He dealt with risings in 1886 and 1887 caused by attempts by the government to break the monopoly that the coastal tribes had over trade with the interior. Although his policy was apparently succeeding, during a vacation at home from 13 May 1887 to 17 January 1888, he was invited by Bismarck to Friedrichsruh, where he learned that there had not been more enthusiasm for German colonial policy than before. Bismark's fall from power in 1890 did not immediately relieve him of his difficulties.

==East Africa==

In 1890, the new German Chancellor Leo von Caprivi asked for a study of the prospects for establishing a new colony in East Africa. Despite a sobering report, the project went ahead, and Soden was appointed governor of the colony of German East Africa on 1 January 1891. However, in his new post Soden was handicapped by infrastructure problems and by constant interference by the Foreign Office in Berlin.

Without consulting him, the government appointed three commissioners with vague powers: Eduard Schnitzer, known as Emin Pasha, Carl Peters, and Hermann von Wissmann, Soden's two immediate predecessors in the colonial administration. Soden was handicapped in his main task of reorganizing the local security forces by being a civilian whose authority was not readily recognized by the military. He found that the principles of colonial policy that he had formulated over years of experience were in conflict with the "global politics" of Kaiser Wilhelm II.

Your objective:
Edit the passage about Soden: begin at the words "Without consulting him, the" and stop after "Kaiser Wilhelm II.", replacing "commissioners" with "envoys". The records have no connection to the passage about Soden.

Collected data entries:
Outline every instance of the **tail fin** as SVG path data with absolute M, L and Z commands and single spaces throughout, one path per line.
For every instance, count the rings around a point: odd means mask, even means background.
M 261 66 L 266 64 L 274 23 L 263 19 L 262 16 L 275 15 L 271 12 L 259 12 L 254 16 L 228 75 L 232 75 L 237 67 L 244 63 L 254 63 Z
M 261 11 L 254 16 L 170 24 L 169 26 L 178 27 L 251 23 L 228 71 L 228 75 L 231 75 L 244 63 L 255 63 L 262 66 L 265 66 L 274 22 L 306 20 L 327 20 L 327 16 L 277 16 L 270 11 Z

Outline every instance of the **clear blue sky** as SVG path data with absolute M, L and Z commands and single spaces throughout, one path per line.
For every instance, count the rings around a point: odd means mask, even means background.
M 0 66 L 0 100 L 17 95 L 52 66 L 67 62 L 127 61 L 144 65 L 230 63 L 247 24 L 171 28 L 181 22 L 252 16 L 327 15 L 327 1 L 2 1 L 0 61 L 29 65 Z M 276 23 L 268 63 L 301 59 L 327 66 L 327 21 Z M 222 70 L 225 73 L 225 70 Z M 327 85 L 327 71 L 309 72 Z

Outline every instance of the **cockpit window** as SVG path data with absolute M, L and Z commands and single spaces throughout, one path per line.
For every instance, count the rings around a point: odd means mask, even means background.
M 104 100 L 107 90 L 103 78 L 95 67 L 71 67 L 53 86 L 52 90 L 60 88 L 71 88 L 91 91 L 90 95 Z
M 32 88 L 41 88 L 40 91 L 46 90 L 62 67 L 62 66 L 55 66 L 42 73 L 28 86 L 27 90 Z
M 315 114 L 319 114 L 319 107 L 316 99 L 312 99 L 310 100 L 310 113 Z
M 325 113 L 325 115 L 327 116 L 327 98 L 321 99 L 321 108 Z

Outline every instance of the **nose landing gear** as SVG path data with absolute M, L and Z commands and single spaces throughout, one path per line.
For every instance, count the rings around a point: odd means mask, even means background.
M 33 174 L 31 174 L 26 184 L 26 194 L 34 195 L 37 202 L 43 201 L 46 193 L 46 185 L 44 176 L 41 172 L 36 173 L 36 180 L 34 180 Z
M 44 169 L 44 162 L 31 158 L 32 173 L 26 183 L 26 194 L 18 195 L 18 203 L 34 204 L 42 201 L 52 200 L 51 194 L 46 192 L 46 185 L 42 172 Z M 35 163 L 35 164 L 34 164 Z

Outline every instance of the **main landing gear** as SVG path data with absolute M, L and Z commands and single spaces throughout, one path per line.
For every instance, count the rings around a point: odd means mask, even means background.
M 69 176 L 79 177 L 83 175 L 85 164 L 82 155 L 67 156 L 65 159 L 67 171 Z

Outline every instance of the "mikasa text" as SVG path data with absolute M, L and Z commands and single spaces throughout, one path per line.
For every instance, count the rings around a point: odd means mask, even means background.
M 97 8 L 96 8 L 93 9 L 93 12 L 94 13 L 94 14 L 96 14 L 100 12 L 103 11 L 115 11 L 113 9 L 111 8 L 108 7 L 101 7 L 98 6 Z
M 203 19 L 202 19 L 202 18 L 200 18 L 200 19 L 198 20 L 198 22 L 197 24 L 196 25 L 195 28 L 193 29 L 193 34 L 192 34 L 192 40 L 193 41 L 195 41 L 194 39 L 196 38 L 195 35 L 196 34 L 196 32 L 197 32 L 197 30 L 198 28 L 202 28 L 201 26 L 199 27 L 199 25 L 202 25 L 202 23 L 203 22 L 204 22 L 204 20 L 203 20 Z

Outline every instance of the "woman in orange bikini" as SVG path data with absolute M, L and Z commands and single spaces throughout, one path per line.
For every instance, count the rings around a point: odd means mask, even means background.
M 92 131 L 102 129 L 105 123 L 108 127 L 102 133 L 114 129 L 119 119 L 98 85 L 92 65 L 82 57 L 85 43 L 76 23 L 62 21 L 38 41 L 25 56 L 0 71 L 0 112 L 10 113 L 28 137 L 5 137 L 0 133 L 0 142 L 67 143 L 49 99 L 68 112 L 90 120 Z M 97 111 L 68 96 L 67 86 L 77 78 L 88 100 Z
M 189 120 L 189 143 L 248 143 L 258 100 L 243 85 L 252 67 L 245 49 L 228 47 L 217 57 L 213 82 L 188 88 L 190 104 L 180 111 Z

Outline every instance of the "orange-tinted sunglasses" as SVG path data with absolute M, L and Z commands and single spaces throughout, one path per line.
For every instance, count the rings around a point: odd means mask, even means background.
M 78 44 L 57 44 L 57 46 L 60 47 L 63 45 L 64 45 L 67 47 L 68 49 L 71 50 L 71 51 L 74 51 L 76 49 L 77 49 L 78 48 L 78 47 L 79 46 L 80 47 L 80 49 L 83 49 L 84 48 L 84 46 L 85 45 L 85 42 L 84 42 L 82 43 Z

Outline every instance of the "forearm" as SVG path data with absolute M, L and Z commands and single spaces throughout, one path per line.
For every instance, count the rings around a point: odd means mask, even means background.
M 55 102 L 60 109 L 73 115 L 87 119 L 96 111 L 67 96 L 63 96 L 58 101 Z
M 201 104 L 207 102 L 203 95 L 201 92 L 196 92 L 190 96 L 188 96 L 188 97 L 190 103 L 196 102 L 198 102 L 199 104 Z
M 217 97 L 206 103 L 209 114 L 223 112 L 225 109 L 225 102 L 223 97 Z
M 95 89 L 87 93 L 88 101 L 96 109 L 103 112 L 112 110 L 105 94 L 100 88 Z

Result below:
Without consulting him, the government appointed three envoys with vague powers: Eduard Schnitzer, known as Emin Pasha, Carl Peters, and Hermann von Wissmann, Soden's two immediate predecessors in the colonial administration. Soden was handicapped in his main task of reorganizing the local security forces by being a civilian whose authority was not readily recognized by the military. He found that the principles of colonial policy that he had formulated over years of experience were in conflict with the "global politics" of Kaiser Wilhelm II.